Aim of the task | Copy out the rows below, swapping "innermost point" for "central point" wherever it appears and changing nothing else. Leave the pictures out.

Task inputs |
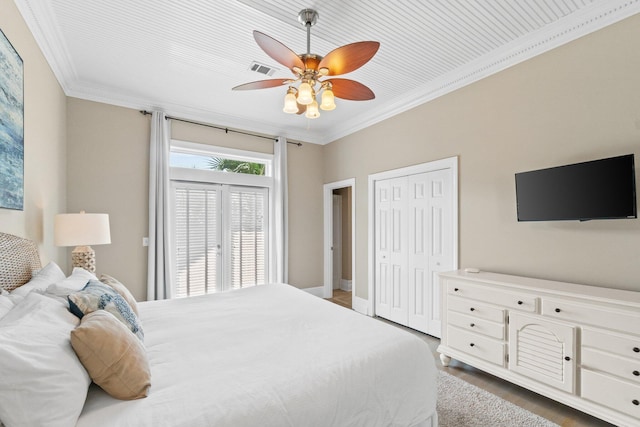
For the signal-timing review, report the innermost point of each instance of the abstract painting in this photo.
(11, 127)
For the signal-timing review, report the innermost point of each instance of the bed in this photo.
(269, 355)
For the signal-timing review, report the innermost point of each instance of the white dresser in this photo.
(577, 344)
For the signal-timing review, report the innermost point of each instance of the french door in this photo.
(219, 237)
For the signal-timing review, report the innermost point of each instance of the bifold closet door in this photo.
(413, 229)
(430, 249)
(391, 249)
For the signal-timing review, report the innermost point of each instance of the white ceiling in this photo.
(184, 57)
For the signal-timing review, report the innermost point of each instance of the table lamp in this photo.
(82, 230)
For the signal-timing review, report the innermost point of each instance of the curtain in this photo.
(158, 270)
(280, 211)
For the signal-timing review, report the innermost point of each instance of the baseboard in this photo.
(317, 291)
(361, 305)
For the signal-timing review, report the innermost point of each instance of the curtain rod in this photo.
(226, 130)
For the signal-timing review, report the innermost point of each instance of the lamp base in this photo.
(84, 257)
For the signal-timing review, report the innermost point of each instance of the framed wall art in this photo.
(11, 126)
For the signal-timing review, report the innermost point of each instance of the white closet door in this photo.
(391, 249)
(430, 249)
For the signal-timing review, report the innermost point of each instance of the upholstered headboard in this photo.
(18, 258)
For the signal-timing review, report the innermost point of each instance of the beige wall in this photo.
(44, 143)
(108, 158)
(108, 172)
(578, 102)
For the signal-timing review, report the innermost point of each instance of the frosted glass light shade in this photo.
(305, 94)
(328, 100)
(81, 229)
(312, 111)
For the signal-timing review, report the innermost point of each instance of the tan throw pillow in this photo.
(115, 359)
(122, 290)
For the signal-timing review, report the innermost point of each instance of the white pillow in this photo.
(6, 304)
(76, 282)
(43, 382)
(51, 273)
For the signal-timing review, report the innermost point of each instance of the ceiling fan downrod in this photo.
(308, 18)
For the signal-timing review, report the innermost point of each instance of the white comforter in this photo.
(272, 356)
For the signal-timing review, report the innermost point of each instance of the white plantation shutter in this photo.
(248, 228)
(197, 231)
(203, 251)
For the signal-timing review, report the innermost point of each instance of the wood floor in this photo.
(540, 405)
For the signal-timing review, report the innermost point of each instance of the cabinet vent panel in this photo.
(541, 351)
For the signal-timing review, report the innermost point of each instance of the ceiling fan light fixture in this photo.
(310, 70)
(305, 94)
(290, 103)
(312, 111)
(328, 100)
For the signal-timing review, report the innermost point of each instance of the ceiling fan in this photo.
(309, 68)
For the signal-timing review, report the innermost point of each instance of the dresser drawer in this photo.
(626, 369)
(476, 325)
(622, 345)
(475, 309)
(511, 300)
(591, 314)
(608, 391)
(476, 345)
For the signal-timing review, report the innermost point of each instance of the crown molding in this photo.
(113, 97)
(561, 32)
(52, 46)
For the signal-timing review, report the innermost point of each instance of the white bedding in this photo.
(272, 356)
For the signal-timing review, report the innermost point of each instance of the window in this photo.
(220, 222)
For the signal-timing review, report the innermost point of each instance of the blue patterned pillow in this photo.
(98, 296)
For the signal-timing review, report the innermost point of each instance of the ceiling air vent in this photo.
(262, 69)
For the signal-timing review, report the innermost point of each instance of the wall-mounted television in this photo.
(599, 189)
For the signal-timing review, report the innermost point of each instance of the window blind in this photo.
(220, 237)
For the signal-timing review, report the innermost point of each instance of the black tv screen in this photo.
(599, 189)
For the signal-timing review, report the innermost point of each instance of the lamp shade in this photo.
(81, 229)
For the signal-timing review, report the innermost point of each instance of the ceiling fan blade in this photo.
(262, 84)
(348, 57)
(350, 89)
(278, 51)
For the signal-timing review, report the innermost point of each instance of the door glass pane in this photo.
(248, 236)
(196, 240)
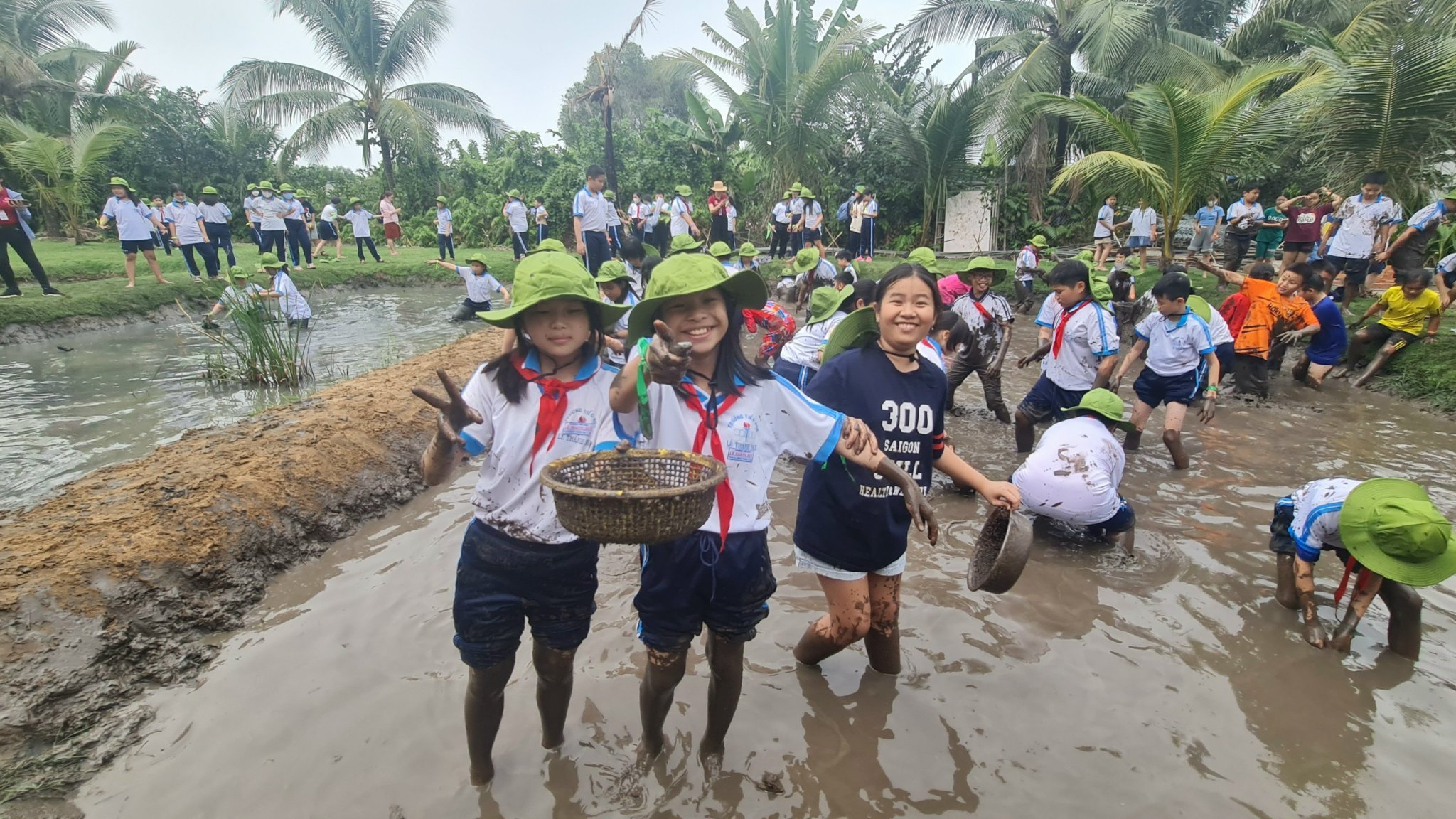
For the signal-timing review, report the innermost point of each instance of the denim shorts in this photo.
(503, 583)
(689, 583)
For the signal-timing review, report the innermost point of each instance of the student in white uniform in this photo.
(184, 223)
(134, 225)
(545, 398)
(704, 395)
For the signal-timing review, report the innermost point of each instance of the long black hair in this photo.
(510, 381)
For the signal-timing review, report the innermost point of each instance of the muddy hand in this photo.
(668, 358)
(455, 413)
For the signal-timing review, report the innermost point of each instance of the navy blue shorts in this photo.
(1046, 401)
(1154, 390)
(503, 582)
(689, 583)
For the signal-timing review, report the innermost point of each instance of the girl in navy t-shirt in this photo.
(854, 525)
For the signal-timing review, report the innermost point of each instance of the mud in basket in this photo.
(1001, 552)
(633, 496)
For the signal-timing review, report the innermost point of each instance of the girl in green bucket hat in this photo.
(852, 528)
(698, 392)
(542, 400)
(1386, 530)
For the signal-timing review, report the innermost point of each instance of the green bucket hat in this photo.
(683, 244)
(826, 302)
(986, 264)
(858, 330)
(1104, 402)
(924, 257)
(550, 245)
(551, 276)
(1393, 530)
(805, 259)
(612, 270)
(687, 274)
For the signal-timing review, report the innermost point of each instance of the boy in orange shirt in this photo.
(1273, 306)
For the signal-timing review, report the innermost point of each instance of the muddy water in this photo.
(119, 392)
(1172, 685)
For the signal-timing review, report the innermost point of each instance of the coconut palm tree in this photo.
(1172, 144)
(601, 92)
(798, 73)
(935, 132)
(373, 48)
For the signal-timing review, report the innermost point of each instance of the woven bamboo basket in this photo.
(633, 496)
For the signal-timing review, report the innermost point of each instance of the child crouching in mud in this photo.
(702, 395)
(1386, 530)
(540, 401)
(854, 527)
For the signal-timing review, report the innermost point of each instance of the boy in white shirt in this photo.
(1179, 362)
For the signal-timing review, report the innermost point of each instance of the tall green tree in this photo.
(798, 73)
(1174, 144)
(373, 48)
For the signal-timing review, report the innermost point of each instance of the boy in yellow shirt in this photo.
(1407, 308)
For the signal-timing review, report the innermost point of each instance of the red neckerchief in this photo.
(552, 407)
(708, 432)
(1062, 327)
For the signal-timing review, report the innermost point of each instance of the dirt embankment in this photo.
(109, 587)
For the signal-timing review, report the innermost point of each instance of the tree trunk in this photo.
(611, 156)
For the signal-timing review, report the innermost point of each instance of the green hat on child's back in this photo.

Exercise response |
For the signal-timing review, report the central point of each instance of the abstract painting in this photo.
(11, 127)
For the signal-timing review, report the central point of each instance of the bed in this photo.
(269, 355)
For the signal-timing review, report the central point of each instance of the white dresser in this photo.
(577, 344)
For the signal-timing review, report the central point of each instance of the french door in this photo.
(219, 237)
For the signal-timing review, report the central point of each instance of the bifold closet door in this photo.
(413, 229)
(430, 249)
(391, 249)
For the signal-timing review, report the central point of each instance of the white ceiling in this photo.
(184, 57)
For the signal-timing review, report the central point of each instance of the table lamp in this photo.
(82, 230)
For the signal-timing review, report the central point of each instance of the curtain in this photo.
(158, 270)
(280, 211)
For the signal-timing review, report the central point of each instance of the baseboard in this photo.
(317, 291)
(361, 305)
For the signal-timing review, report the central point of each instance of the curtain rod in this photo.
(226, 130)
For the signal-timing review, report the central point of each instance of the lamp base in this photo.
(84, 257)
For the signal-timing review, report the central point of each instance of the framed wall art in this photo.
(11, 126)
For the signal-timing review, report the central point of each instance of the white closet door in this photo.
(391, 249)
(430, 249)
For the signal-timing review, report the central point of each instance of the upholstered headboard in this photo.
(18, 258)
For the signal-timing review, report the central point of each instance of the beige wall in this photo.
(44, 143)
(108, 158)
(108, 172)
(578, 102)
For the signal-timing review, report the central point of each instance of the frosted glass light shade in this photo.
(305, 94)
(328, 100)
(81, 229)
(312, 111)
For the signal-timing review, report the central point of each instance of the tan throw pillow in this photo.
(115, 359)
(122, 290)
For the signal-timing review, report the central point of each instance of the white pillow in this photo.
(6, 304)
(76, 282)
(43, 382)
(51, 273)
For the signal-timing review, report the central point of each instance of the ceiling fan downrod in this photo.
(308, 18)
For the signal-timing review, report the central point of each instance of the white comforter in this photo.
(272, 356)
For the signal-timing review, report the central point of each instance of the white plantation shutter in this photo.
(248, 228)
(197, 231)
(203, 251)
For the signal-timing review, report the central point of each instance of the wood floor in this photo.
(540, 405)
For the signal-timing review, report the central point of each instance of the cabinet vent panel in this photo.
(541, 351)
For the signal-timing review, report the central point of each instance of the ceiling fan light fixture in this photo.
(310, 70)
(305, 94)
(290, 103)
(312, 111)
(328, 100)
For the signal-timing review, report the central point of each instance of the ceiling fan in this photo.
(309, 68)
For the signal-timing review, report the central point of each instance of the dresser drawer in this photo.
(626, 369)
(476, 325)
(622, 345)
(475, 309)
(511, 300)
(591, 314)
(608, 391)
(476, 345)
For the signal-timing review, report the central point of each instance of the crown molding in this photo.
(113, 97)
(561, 32)
(52, 46)
For the signal-timing review, report the central point of each instance of the white bedding in this photo.
(272, 356)
For the signal-timing review, report the central point of each instance of the window in this photo.
(220, 222)
For the signal-timing review, report the central point of each instance of the blue patterned pillow in this photo.
(98, 296)
For the signal-timing review, report the central point of each instance of the ceiling air vent in this photo.
(262, 69)
For the signal-timing review, report the central point of each instance of the wall-mounted television in this photo.
(599, 189)
For the signal-timing review, report the central point of each instance of the window blind in this photo.
(220, 237)
For the signal-timing review, report the central point of each instance of the black tv screen in this photo.
(599, 189)
For the signal-timing review, report the central point of each instance of the lamp shade in this photo.
(81, 229)
For the signal-timing review, report the central point of each instance of the ceiling fan blade in this photo.
(262, 84)
(348, 57)
(350, 89)
(278, 51)
For the signal-timing review, report the central point of each instance of the door glass pane in this photo.
(248, 236)
(196, 240)
For the signal-timing review, report the central point of each instance of the denim shorts in this photo.
(503, 583)
(689, 583)
For the signal-timing review, report the central point of each instance of the student in white uniform in this photo.
(184, 223)
(134, 225)
(545, 398)
(704, 395)
For the signal-timing review, report the central point of each instance of the long black hair in this photo.
(510, 381)
For the signal-timing review, report the central point of each instance of the muddy hand in this photo.
(668, 358)
(455, 413)
For the signal-timing review, report the central point of each instance of the navy blue shorts in this photo.
(1046, 401)
(1154, 390)
(503, 582)
(689, 583)
For the signal-timing review, report the central point of each instance of the girl in navy t-shirt in this photo.
(854, 525)
For the signal-timing review, report the central point of each instance of the mud in basket in this photo.
(1001, 552)
(633, 496)
For the signal-timing review, report the central point of each instance of the girl in green bucket hat in this photo.
(852, 528)
(698, 392)
(542, 400)
(1386, 530)
For the signal-timing review, report the central point of each instance of the green bucket hat in this photo.
(683, 244)
(826, 302)
(986, 264)
(858, 330)
(1104, 402)
(924, 257)
(550, 245)
(551, 276)
(1393, 530)
(805, 259)
(612, 270)
(687, 274)
For the signal-timing review, report the central point of each instance of the boy in orange shirt in this photo.
(1273, 306)
For the signal-timing review, report the central point of each instance of the muddy water in this photo.
(119, 392)
(1172, 685)
For the signal-timing review, report the central point of each instance of the coconut palm tree in this photo.
(1172, 144)
(601, 92)
(798, 73)
(935, 132)
(373, 48)
For the signal-timing review, report the central point of each instance of the woven bamboo basket in this photo.
(633, 496)
For the signal-timing review, report the central point of each instance of the child crouching in mud in this photo.
(702, 395)
(1386, 530)
(540, 401)
(854, 527)
For the signal-timing review, report the central point of each instance of the boy in white shirt in this photo.
(1179, 362)
For the signal-timing review, report the central point of each instance of the tall green tree in this photo.
(798, 73)
(1174, 144)
(373, 48)
For the signal-timing review, report the central point of each instance of the boy in yellow shirt in this photo.
(1407, 308)
For the signal-timing review, report the central point of each instance of the red neckerchief in this photo.
(552, 407)
(708, 432)
(1062, 327)
For the signal-timing review, report the central point of each instance of the dirt embankment in this photo.
(109, 587)
For the signal-timing review, report the central point of each instance of the tree trunk in this photo.
(611, 156)
For the signal-timing review, report the central point of each instance of the green hat on child's back in this photo.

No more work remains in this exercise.